_Extract_.
>>>

Democracy Promotion and Nation Building in United States Foreign Policy-The U.S. Model Reconsidered
The Paris office of the German Marshall Fund of the United States and the Université Sorbonne Nouvelle – Paris 3 partnered and organized an international symposium on “Democracy Promotion and Nation Building in United States Foreign Policy - The U.S. Model Reconsidered, From the Post-Cold War Balkans to the Arab Revolts”, on Thursday the 18th and Friday the 19th of October 2012 at France-Amériques, Paris.
Bringing together renowned European and American experts and academics, this symposium addressed – through five panel discussions and six keynote speeches – a large range of issues regarding the ways in which the debate concerning democracy promotion and ‘nation-building abroad’ has evolved from the end of the Cold War to the Obama administration. The speakers addressed issues such as the adaptation of American strategic culture to the changing global environment, the question of whether the traditional model of U.S. democracy has been tailored to the new geopolitical context and the way it has helped shape transitions to democracy, the use of the American military to promote democracy and governance in theaters of operation, the new tools used by the U.S. administration in promoting democracy, and whether traditional tools are still adapted. The panels addressed the future of American democracy promotion efforts, in a comparative approach, by dedicating one panel to the European concepts and practice of democracy promotion and another to the emergence of alternative models of democracy in a context of an increased challenging of the U.S. model.
PART I, 18 October 2012Panel I - Democracy Promotion in Post-Cold War U.S. Foreign Policy
Prof. Jeremi Suri,University of Texas at Austin, “The American Way of Nation-Building from the Founders to Barack Obama”
In his opening address, Professor Jeremi Suri gave a very comprehensive overview of the “American way of nation-building from the Founders to Barack Obama”, using five chronological examples (the Civil War, the 1901 Philippine-American War, Post-WWII Germany, the Vietnam War and finally the War in Afghanistan) to examine the evolutions of the American approach to the question of nation-building.
Professor Suri showed that nation-states have been, from the start, an American project: the United States’ efforts to spread nation-stateness have been constant since the late 18th c., and these endeavors are rooted in the vision of the Founding Fathers (reference to G. Washington’s “Farewell address” and A. Hamilton’s “society of states”). Each historical illustration – from the Post-Civil War period as the “first example of nation-building”, to the War in Afghanistan’s “New way to do nation-building” – reveals the diverse American attempts in this domain. Basing their actions on military power, legal systems or a pragmatic approach, the United States experienced very mixed results when engaging with nation-building processes, and did not always learn from past experiences precisely because of the great diversity of situations. Yet, Professor Suri argued that history teaches us to articulate a “5 Ps policy” (Partners, Process, Problem-Solving, Purpose, and People) that could constitute the basis of future nation-building operations.
- Prof. Pierre Melandri, Sciences Po Paris, “Is the U.S. a Model of Democracy for the 21st Century?”
- Prof. David Ryan, University College Cork, “U.S. Intervention and Democracy Promotion since the Vietnam War: A Tale of Legacies and Ghosts”
- Dr. Nicolas Bouchet, University of London, “Democratic Enlargement Revisited: Lessons from US Strategy and Democracy Promotion in the Clinton Administration”

<<<

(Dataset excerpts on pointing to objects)
>>>

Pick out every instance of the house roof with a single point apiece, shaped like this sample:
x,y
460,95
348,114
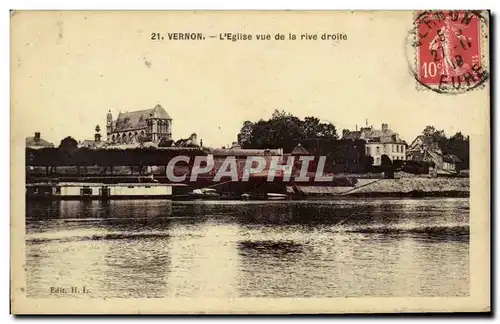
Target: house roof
x,y
451,158
379,135
91,144
31,142
299,149
137,119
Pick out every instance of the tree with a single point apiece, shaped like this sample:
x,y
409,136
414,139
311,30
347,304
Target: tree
x,y
245,133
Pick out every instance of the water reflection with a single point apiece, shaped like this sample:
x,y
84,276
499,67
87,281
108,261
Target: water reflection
x,y
148,248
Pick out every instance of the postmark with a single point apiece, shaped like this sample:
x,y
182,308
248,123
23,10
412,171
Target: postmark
x,y
449,49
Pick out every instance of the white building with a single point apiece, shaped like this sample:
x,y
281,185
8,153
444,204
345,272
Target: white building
x,y
379,142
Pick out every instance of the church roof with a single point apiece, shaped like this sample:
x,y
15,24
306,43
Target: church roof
x,y
137,119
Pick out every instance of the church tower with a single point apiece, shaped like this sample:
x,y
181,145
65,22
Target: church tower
x,y
109,125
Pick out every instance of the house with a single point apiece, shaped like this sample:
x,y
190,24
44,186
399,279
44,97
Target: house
x,y
426,149
36,142
95,143
379,142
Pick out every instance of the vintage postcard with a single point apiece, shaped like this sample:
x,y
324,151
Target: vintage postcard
x,y
250,162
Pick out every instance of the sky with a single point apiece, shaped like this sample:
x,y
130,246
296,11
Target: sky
x,y
70,68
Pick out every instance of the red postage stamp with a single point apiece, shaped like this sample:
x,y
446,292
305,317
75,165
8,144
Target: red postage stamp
x,y
449,48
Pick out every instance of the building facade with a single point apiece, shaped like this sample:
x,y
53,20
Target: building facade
x,y
150,125
379,142
426,149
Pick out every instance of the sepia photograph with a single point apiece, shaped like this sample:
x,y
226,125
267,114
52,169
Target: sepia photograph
x,y
250,162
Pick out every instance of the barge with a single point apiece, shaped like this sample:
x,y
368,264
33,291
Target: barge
x,y
99,191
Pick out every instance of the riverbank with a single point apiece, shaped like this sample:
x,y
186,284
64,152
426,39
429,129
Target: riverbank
x,y
404,187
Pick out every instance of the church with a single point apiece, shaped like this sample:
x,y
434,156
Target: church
x,y
150,125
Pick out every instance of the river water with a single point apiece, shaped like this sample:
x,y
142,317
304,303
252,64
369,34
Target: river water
x,y
336,248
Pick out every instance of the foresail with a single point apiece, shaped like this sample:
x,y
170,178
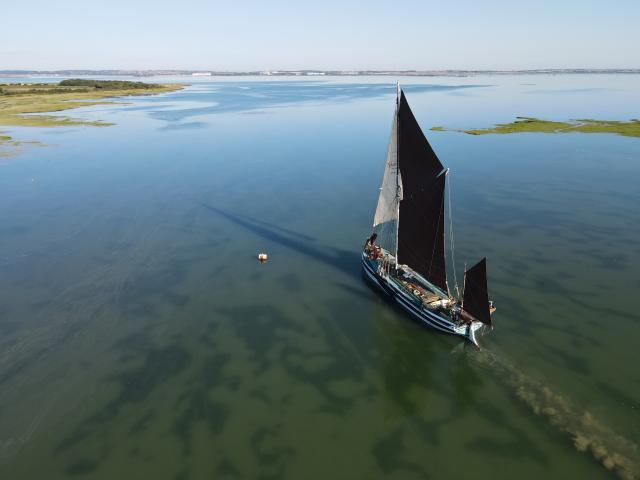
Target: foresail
x,y
475,299
387,209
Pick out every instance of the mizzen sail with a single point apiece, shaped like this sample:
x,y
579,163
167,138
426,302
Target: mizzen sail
x,y
421,227
475,299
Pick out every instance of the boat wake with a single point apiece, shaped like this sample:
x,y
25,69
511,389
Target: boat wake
x,y
615,452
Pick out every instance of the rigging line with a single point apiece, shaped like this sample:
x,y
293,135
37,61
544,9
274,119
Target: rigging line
x,y
453,257
433,253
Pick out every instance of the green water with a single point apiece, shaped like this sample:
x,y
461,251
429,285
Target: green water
x,y
140,338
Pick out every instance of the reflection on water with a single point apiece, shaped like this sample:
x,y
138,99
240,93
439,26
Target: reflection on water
x,y
140,337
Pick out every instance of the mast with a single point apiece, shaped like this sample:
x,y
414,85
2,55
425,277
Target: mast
x,y
398,185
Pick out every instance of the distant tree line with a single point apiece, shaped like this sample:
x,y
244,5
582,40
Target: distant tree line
x,y
106,84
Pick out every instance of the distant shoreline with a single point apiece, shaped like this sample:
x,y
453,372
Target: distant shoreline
x,y
26,105
318,73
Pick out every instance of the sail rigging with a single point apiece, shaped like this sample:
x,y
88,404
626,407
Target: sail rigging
x,y
475,300
421,226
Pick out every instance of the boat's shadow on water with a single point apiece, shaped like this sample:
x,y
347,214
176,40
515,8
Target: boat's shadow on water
x,y
347,261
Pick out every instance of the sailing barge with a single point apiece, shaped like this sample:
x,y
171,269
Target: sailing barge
x,y
405,256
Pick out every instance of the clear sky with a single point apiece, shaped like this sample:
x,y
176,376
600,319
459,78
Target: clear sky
x,y
328,34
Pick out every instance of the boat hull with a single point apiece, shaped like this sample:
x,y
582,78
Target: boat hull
x,y
431,318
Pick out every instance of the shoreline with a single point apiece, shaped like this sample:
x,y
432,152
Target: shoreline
x,y
629,128
29,107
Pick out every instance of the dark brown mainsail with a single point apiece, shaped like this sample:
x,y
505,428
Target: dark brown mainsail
x,y
475,300
421,224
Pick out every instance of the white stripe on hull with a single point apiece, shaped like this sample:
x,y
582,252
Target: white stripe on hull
x,y
430,318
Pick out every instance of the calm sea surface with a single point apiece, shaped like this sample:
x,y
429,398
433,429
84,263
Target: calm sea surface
x,y
140,338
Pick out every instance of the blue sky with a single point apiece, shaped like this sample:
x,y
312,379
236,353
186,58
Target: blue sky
x,y
287,34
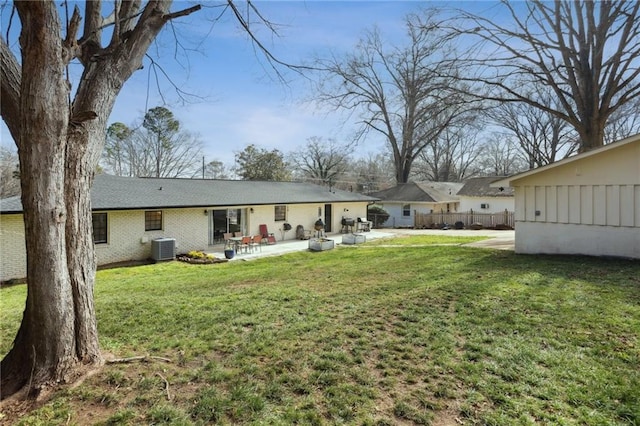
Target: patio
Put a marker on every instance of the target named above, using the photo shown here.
(498, 239)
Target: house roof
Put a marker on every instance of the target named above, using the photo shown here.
(615, 145)
(481, 187)
(131, 193)
(426, 192)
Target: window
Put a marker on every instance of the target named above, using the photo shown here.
(99, 228)
(280, 213)
(153, 220)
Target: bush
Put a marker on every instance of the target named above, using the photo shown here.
(377, 215)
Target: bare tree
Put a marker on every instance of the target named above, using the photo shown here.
(396, 92)
(624, 122)
(586, 52)
(216, 170)
(452, 157)
(372, 173)
(543, 138)
(59, 128)
(501, 156)
(321, 162)
(60, 135)
(255, 163)
(9, 173)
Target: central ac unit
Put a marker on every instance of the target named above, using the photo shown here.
(163, 249)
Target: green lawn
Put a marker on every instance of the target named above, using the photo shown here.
(364, 335)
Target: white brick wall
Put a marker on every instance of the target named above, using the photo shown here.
(127, 240)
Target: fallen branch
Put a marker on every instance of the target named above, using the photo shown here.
(166, 385)
(142, 358)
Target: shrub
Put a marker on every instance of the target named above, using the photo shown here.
(377, 215)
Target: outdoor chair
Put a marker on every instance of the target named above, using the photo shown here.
(245, 244)
(256, 241)
(267, 236)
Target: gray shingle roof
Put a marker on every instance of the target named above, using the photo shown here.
(480, 187)
(128, 193)
(427, 192)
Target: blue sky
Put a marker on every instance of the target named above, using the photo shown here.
(244, 101)
(241, 101)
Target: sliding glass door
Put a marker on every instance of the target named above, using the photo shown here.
(225, 220)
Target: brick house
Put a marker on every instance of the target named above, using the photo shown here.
(129, 213)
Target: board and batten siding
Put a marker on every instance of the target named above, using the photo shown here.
(605, 205)
(589, 204)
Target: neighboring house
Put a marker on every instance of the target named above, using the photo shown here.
(404, 201)
(478, 195)
(128, 213)
(587, 204)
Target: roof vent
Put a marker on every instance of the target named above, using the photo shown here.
(163, 249)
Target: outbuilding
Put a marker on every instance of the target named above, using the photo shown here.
(587, 204)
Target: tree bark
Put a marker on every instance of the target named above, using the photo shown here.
(59, 144)
(44, 348)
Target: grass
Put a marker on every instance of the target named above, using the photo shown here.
(366, 335)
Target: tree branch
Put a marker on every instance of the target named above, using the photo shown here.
(10, 81)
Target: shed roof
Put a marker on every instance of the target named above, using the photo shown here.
(481, 187)
(426, 192)
(132, 193)
(635, 139)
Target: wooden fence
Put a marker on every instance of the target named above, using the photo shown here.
(487, 220)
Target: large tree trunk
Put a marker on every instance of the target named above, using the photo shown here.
(59, 145)
(44, 349)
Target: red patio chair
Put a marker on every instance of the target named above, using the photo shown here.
(266, 235)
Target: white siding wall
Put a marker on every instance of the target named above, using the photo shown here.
(566, 238)
(603, 205)
(496, 204)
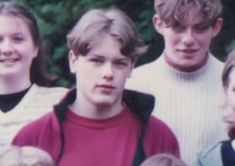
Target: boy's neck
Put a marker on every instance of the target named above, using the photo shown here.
(185, 68)
(90, 110)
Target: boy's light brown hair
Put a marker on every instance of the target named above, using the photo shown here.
(97, 23)
(174, 12)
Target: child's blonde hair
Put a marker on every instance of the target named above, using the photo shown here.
(96, 23)
(24, 156)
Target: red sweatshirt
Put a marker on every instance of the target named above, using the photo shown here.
(114, 141)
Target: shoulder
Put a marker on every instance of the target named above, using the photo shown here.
(52, 90)
(48, 94)
(216, 62)
(142, 76)
(159, 129)
(31, 132)
(159, 138)
(210, 155)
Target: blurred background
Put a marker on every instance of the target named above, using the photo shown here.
(56, 18)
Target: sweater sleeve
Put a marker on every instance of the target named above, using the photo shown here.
(160, 139)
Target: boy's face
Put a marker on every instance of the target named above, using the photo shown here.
(102, 73)
(187, 45)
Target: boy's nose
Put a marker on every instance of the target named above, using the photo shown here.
(108, 72)
(6, 47)
(188, 38)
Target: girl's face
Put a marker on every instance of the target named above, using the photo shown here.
(17, 49)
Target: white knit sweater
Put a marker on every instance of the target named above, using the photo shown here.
(36, 102)
(187, 101)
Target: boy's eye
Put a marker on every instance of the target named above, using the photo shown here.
(18, 39)
(96, 60)
(200, 28)
(121, 63)
(178, 28)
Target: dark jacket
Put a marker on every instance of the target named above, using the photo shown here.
(154, 137)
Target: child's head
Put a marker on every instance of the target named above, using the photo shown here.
(228, 80)
(175, 12)
(15, 12)
(103, 48)
(163, 160)
(26, 156)
(96, 23)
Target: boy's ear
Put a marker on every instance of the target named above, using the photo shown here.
(72, 61)
(158, 24)
(132, 67)
(217, 26)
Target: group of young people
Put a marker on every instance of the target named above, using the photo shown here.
(103, 120)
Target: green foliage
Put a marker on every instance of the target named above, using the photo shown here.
(56, 18)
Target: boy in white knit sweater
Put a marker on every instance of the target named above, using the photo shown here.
(186, 78)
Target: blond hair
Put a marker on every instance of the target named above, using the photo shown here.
(96, 23)
(24, 156)
(175, 12)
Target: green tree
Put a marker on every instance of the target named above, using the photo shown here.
(56, 17)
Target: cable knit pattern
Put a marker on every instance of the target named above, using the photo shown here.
(187, 101)
(36, 102)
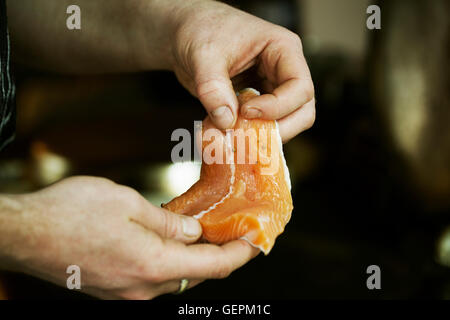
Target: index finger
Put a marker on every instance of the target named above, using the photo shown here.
(206, 261)
(285, 67)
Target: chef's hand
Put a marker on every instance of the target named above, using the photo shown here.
(124, 246)
(214, 42)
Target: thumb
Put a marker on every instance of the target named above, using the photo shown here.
(171, 225)
(215, 91)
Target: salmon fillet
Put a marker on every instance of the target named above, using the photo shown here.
(242, 197)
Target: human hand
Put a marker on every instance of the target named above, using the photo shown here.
(124, 246)
(214, 42)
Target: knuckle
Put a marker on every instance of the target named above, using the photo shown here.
(311, 117)
(308, 90)
(170, 225)
(223, 271)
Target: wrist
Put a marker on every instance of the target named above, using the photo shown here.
(12, 231)
(157, 23)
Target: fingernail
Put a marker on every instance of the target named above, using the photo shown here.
(252, 113)
(223, 117)
(191, 228)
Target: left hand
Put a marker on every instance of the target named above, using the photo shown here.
(214, 42)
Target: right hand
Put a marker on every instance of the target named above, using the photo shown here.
(125, 247)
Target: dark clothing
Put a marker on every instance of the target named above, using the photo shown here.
(7, 88)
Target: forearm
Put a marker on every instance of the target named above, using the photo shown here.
(11, 231)
(115, 35)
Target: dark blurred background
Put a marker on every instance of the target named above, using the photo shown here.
(371, 179)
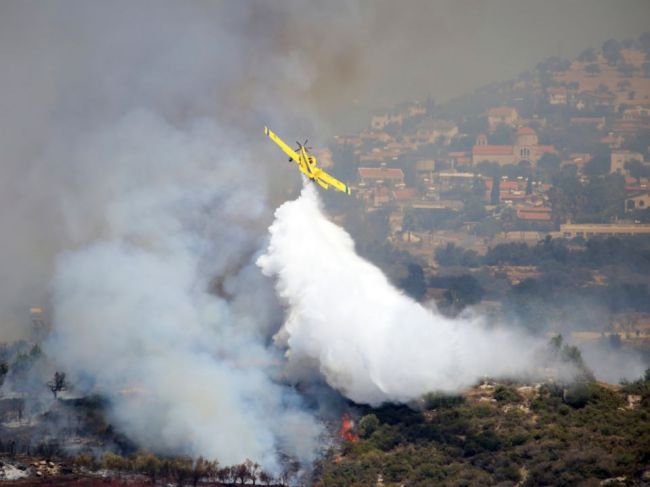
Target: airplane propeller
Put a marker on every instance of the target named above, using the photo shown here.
(303, 145)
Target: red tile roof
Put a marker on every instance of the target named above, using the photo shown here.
(540, 149)
(405, 194)
(501, 111)
(537, 213)
(526, 131)
(492, 150)
(381, 173)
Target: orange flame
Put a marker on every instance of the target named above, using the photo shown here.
(346, 429)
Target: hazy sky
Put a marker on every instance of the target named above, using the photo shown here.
(447, 48)
(74, 68)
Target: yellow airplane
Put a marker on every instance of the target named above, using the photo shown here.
(307, 164)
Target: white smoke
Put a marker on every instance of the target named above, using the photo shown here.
(370, 341)
(186, 370)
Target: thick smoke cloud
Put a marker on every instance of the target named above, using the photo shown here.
(134, 201)
(372, 343)
(187, 370)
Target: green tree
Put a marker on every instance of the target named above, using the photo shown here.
(503, 135)
(599, 165)
(549, 165)
(612, 51)
(414, 284)
(495, 192)
(637, 169)
(368, 424)
(592, 69)
(57, 384)
(4, 369)
(587, 56)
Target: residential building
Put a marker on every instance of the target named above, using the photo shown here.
(502, 115)
(638, 202)
(430, 130)
(526, 149)
(619, 157)
(380, 176)
(588, 230)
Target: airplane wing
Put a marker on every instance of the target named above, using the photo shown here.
(287, 150)
(323, 177)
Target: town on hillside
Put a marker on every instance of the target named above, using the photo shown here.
(557, 160)
(484, 172)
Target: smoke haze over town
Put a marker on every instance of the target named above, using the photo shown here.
(202, 298)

<<<

_The request_. Reproduce the symposium report word for word from "In his opening" up to and including "question of nation-building.". The rows have no connection to the symposium report.

_Written reply_.
In his opening address, Professor Jeremi Suri gave a very comprehensive overview of the “American way of nation-building from the Founders to Barack Obama”, using five chronological examples (the Civil War, the 1901 Philippine-American War, Post-WWII Germany, the Vietnam War and finally the War in Afghanistan) to examine the evolutions of the American approach to the question of nation-building.